> [Task instructions] Copy the data from the line that contains "of the white" through the end of the data, replacing "evaluation benchmark" with "test set" and leaving everything else unchanged. Omit the pictures from your copy.

● ● ● ● ● ● ●

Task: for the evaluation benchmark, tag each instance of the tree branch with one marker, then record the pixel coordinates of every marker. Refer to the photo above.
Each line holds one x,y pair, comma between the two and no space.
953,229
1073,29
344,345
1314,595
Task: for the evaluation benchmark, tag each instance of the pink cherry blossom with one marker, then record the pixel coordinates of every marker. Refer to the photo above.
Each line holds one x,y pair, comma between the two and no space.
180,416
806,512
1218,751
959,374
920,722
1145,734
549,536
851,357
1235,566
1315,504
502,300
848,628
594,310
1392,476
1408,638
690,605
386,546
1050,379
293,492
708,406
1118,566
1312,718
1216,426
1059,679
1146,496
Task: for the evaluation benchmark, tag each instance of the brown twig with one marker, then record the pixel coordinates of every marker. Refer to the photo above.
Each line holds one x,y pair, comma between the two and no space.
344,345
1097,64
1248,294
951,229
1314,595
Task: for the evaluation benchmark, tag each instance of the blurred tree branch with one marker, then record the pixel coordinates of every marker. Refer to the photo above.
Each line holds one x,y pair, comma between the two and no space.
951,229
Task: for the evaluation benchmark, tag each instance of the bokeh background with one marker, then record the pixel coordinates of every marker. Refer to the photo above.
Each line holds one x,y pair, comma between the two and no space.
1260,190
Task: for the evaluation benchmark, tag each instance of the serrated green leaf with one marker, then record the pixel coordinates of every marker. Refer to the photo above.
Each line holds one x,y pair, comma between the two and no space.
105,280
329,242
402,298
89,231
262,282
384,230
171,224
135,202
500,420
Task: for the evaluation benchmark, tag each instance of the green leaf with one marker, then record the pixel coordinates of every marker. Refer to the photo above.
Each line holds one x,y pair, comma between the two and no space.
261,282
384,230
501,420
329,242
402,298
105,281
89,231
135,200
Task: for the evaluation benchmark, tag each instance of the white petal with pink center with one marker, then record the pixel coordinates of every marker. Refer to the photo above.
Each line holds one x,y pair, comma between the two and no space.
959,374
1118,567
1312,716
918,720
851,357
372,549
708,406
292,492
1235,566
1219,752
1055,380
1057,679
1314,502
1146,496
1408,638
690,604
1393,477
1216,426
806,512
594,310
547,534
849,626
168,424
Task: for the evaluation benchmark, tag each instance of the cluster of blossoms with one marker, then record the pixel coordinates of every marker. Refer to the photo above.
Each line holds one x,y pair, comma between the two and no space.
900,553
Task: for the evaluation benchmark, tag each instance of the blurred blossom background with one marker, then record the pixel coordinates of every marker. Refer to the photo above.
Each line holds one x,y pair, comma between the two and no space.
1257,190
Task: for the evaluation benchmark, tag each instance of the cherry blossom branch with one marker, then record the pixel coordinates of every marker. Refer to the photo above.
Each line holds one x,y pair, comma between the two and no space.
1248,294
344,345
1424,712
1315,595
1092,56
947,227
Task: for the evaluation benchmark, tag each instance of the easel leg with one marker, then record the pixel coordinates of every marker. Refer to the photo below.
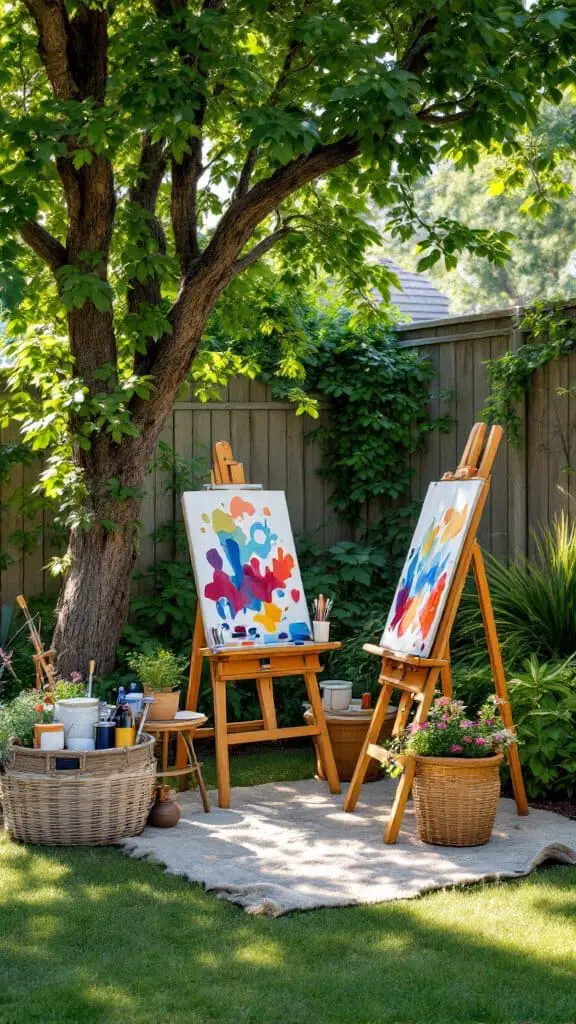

● ● ● ● ● ● ●

> [In response]
Task: for the test set, tag each instance of the white petal with pink center with one marker, then record the pixel coordinates of every marker. Refer to the photo above.
Each line holds one x,y pair, comma between the two and no space.
959,374
1118,567
1312,716
918,720
851,357
372,549
708,406
292,492
1235,566
1219,752
1055,380
1057,679
1314,502
1146,496
1408,638
690,604
1393,477
1216,426
806,512
594,310
547,534
849,626
168,424
Task: for the test set, tag each instance of the cluster of blossoms with one marker, then record the pixel coordinates of every marker. Refer to the photo above.
Each line holds one x,y pair, comma between the two and no space.
900,553
Task: for the test set, tag each instance of the blurred blossom background with one marker, then record the pixel coordinates of every marker. Refer to the photo above.
Each line holds one x,y pair, comma between the two and no space.
1257,190
Task: for the test set, tag each instance of the cherry blossom branch with one marker, then record the pixel coordinates of every marker. Refer to the photo above.
Each line holds one x,y pair, comma between the two and no space.
1248,294
344,345
1424,712
1315,595
1092,56
947,227
Task: for the test set, tag each instance of the easel leg with one marker, then record the pixel coordinates of every marker. Refer to the photo below.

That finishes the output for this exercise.